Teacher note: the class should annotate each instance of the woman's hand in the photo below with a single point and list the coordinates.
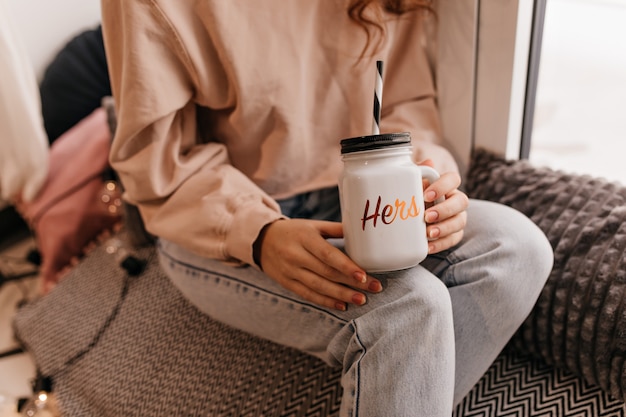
(446, 220)
(295, 253)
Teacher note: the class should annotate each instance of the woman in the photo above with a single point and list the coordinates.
(230, 117)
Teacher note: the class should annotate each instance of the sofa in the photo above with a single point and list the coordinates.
(120, 341)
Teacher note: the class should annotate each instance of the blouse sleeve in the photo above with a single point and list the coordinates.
(187, 191)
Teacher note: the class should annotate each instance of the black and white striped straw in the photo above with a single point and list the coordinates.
(378, 96)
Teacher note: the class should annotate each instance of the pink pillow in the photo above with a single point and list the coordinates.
(78, 201)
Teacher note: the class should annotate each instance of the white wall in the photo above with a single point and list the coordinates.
(46, 25)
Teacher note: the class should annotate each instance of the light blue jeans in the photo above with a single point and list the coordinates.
(416, 348)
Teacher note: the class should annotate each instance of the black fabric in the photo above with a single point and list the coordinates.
(74, 83)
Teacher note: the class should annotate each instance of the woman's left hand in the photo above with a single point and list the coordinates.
(445, 220)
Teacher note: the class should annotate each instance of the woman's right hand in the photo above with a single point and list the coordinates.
(296, 254)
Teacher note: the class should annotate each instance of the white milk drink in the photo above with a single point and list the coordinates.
(382, 202)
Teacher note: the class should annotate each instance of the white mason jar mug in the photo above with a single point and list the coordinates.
(382, 202)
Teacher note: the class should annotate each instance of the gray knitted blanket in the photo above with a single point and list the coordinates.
(579, 321)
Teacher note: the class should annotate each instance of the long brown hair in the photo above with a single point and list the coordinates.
(357, 8)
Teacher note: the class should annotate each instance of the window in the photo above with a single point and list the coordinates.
(579, 118)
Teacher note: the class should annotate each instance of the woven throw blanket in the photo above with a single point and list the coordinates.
(579, 321)
(117, 345)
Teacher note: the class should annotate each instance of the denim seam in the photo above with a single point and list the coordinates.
(297, 301)
(358, 370)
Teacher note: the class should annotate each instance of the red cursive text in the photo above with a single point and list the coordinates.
(389, 213)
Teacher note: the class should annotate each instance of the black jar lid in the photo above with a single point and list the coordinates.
(371, 142)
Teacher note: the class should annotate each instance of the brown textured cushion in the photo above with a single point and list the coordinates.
(579, 321)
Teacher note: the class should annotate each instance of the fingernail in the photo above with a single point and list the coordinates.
(431, 216)
(375, 286)
(359, 299)
(360, 276)
(340, 306)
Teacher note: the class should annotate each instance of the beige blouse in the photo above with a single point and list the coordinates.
(225, 106)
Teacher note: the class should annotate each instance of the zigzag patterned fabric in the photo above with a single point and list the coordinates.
(518, 385)
(578, 322)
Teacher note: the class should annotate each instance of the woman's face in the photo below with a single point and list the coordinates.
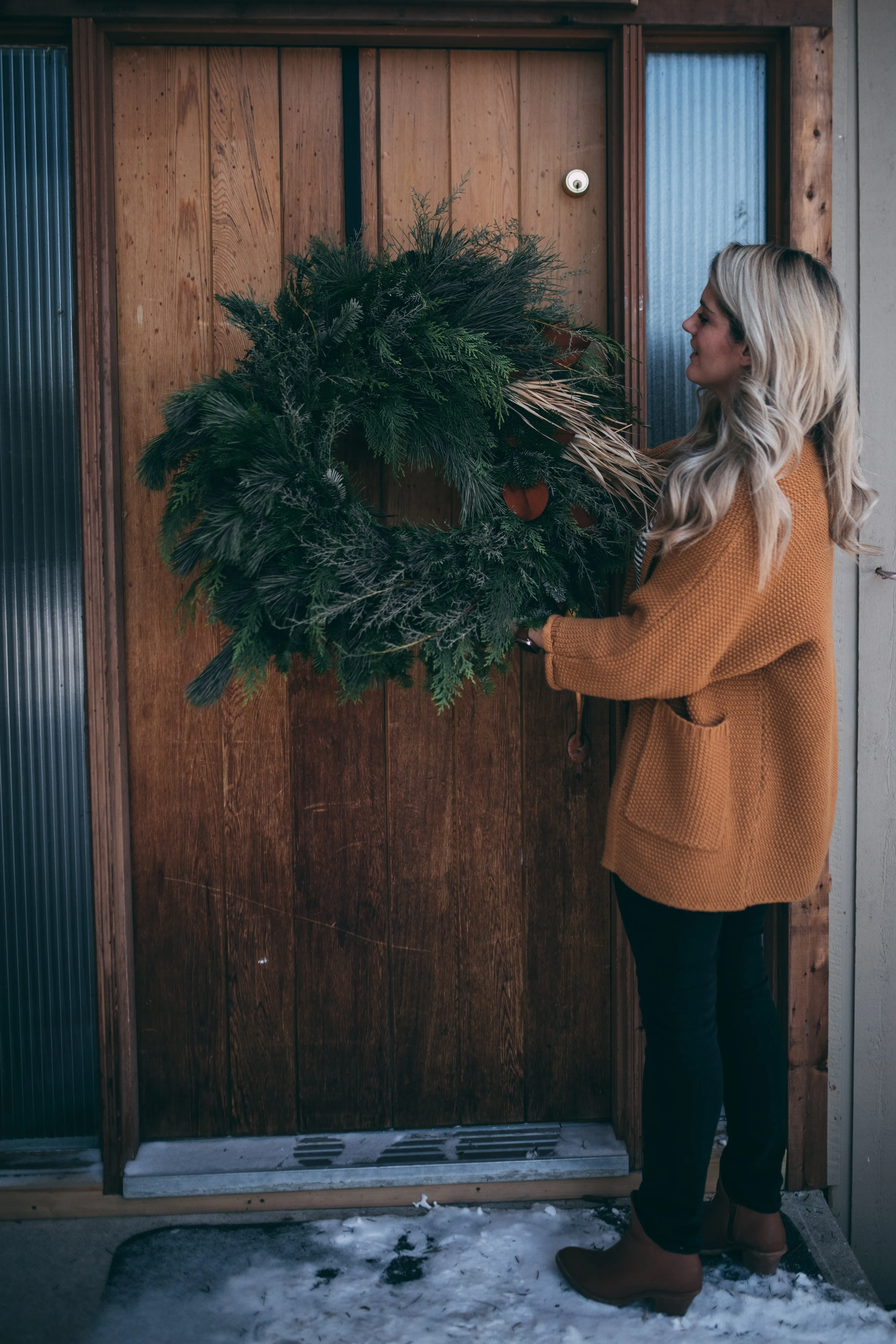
(718, 361)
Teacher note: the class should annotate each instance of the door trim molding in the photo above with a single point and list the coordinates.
(104, 595)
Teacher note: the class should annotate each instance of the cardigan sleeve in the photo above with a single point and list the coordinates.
(676, 627)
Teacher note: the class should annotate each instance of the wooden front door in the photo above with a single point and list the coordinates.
(362, 916)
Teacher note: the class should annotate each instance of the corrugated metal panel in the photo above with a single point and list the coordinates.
(706, 159)
(48, 994)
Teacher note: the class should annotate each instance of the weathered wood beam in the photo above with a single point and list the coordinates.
(104, 596)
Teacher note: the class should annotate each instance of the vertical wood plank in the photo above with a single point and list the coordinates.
(342, 992)
(812, 139)
(486, 121)
(424, 906)
(104, 593)
(806, 921)
(631, 327)
(562, 127)
(244, 87)
(484, 127)
(312, 130)
(369, 80)
(567, 894)
(635, 331)
(177, 787)
(492, 920)
(567, 905)
(414, 156)
(414, 135)
(808, 1041)
(338, 752)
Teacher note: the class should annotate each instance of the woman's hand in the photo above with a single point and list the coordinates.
(529, 639)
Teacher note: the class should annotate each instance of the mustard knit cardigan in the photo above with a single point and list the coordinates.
(727, 799)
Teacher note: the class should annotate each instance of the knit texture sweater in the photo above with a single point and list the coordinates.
(724, 798)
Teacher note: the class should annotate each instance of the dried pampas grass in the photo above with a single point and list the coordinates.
(601, 448)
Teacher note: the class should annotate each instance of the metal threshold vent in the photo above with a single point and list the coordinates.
(375, 1159)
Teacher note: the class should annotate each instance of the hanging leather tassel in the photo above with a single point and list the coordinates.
(578, 745)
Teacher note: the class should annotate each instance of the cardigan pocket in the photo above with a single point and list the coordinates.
(681, 789)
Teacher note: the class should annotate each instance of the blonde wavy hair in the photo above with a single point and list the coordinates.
(801, 385)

Work instructions: Reproduce every entry above word for word, in its original order, and omit the pictures from your copy.

Full solution:
Teacher note: the class should annotate each instance of the woman's hand in the photo below with a single point and list the coordinates.
(446, 220)
(295, 253)
Teacher note: the class should annotate each instance of the woman in the photo above with a single point and list the coordinates.
(230, 117)
Teacher note: the class should annotate each instance of the sofa in the photo above with a single point and list the coordinates.
(120, 341)
Teacher note: the class should annotate each instance of the blouse sleeve in the photo above with a single point and list the coordinates.
(187, 191)
Teacher note: the class should annotate each instance of the black and white striped straw in the photo above with a single point and list the coordinates.
(378, 96)
Teacher note: the class should annotate each instance of the pink pillow in the photo above with a single point and list the coordinates.
(78, 201)
Teacher note: the class should annotate each instance of the white wall in the photo above with a single point and list the coordinates.
(46, 25)
Teacher note: the class should annotate each instance of the light blue jeans in the photo above with a single point and list the coordinates.
(416, 348)
Teacher note: the class should annotate each instance of the black fabric in the photo above with a single point and list the coordinates.
(74, 83)
Teacher note: the class should annotate each instance of the woman's left hand in the photo above with a single point and list the coordinates.
(445, 220)
Teacher note: the class should annotate each instance of the woman's right hand in the photo above with a single point and list the coordinates.
(296, 254)
Teacher note: the class should annotate each instance of the white milk drink in the photo above with a single point and list the coordinates.
(382, 202)
Teacher note: the class should annotate each instance of the white mason jar mug in the photo above with a single point and list the coordinates.
(382, 202)
Teacher note: the class should annotate each instance of the gray knitted blanket in the photo above with a single point and list the coordinates.
(579, 321)
Teacher note: the class should annotate each instance of the long brown hair in the photo above with a single point and list the coordinates.
(357, 8)
Teacher note: the class should annotate each instance of the window in the photo above with a single point and list the coordinates.
(579, 118)
Teacher note: the class should annotate each instance of the woven throw blanket in the photo above with a single point and list the coordinates.
(579, 321)
(117, 345)
Teacher note: the class should annotate each instance of the denim seam in the photo above with a single point and list the coordinates.
(297, 301)
(358, 370)
Teacher note: the class should annotate each instance of the red cursive text in the photo above with a single point and list the coordinates.
(389, 213)
Teacher note: the class should annotate each instance of the black jar lid in the photo above with a single point and list the coordinates.
(371, 142)
Teacher note: the class should annotate each instance of the brown textured cushion in the photo above with a single point and list the coordinates.
(579, 321)
Teacher note: the class should annotate each instance of the fingernail in the photo above with a single point and list the coordinates.
(431, 216)
(375, 286)
(359, 299)
(360, 276)
(340, 306)
Teacher note: the class should annotate each instance of the beige blouse in the photo above with a single point and list the coordinates.
(225, 106)
Teacher note: the class should annotate each instance of the zigzag patterned fabric in the photo above with a single point and list the coordinates.
(518, 385)
(578, 322)
Teacher note: the class should annotate each instance of the woman's face in the photo below with a single point and list the coordinates.
(718, 361)
Teacher note: the class should annotate each instance of the door trim molding in the photo above with a single point and list the coordinates.
(104, 595)
Teacher note: the class should annotate each instance of the cardigan sleeve in the photo above with a single point and list the coordinates.
(676, 627)
Teacher note: the class should annotate each instance of the wooden front door in the photo above with a single point and list the coordinates.
(362, 916)
Teacher note: the class should annotate each instance of the corrugated metal panel in the photo above with a single point and list the coordinates.
(706, 159)
(48, 994)
Teacher note: the class should annotate each instance of the weathered wood beam in the photo above with a single point and list the coordinates.
(104, 596)
Teacher note: the class should annotate each instance of the vertical wood plank in the photo above with a single point and list the coordinates.
(342, 992)
(812, 139)
(486, 121)
(424, 906)
(104, 593)
(806, 921)
(631, 327)
(562, 127)
(244, 87)
(484, 127)
(312, 130)
(369, 80)
(567, 894)
(635, 331)
(177, 787)
(492, 920)
(567, 905)
(414, 156)
(414, 135)
(808, 1041)
(338, 752)
Teacher note: the class should annotate each instance of the woman's hand in the photo above with a single point and list the coordinates.
(529, 639)
Teacher note: the class should annotate each instance of the mustard knit cardigan in the photo above with a single point and list the coordinates.
(727, 799)
Teacher note: the class should annotate each instance of the knit texture sweater in the photo above with a single point and list the coordinates.
(724, 798)
Teacher note: the class should annotate each instance of the dried pampas grass in the photo above with a single point and list the coordinates.
(601, 448)
Teacher note: the class should annotate each instance of the metal threshold vent in the photo above with a single point and list the coordinates.
(375, 1159)
Teacher note: the class should annotate each instance of the hanging leather tassel in the photo above with a single point and list the coordinates.
(578, 745)
Teacher note: the class should annotate each instance of the cardigan pocket in the photo above with a single point and list the coordinates.
(681, 789)
Teacher note: the class should annotate each instance of the blonde wavy hair in the photo above with a single point and list the coordinates.
(801, 385)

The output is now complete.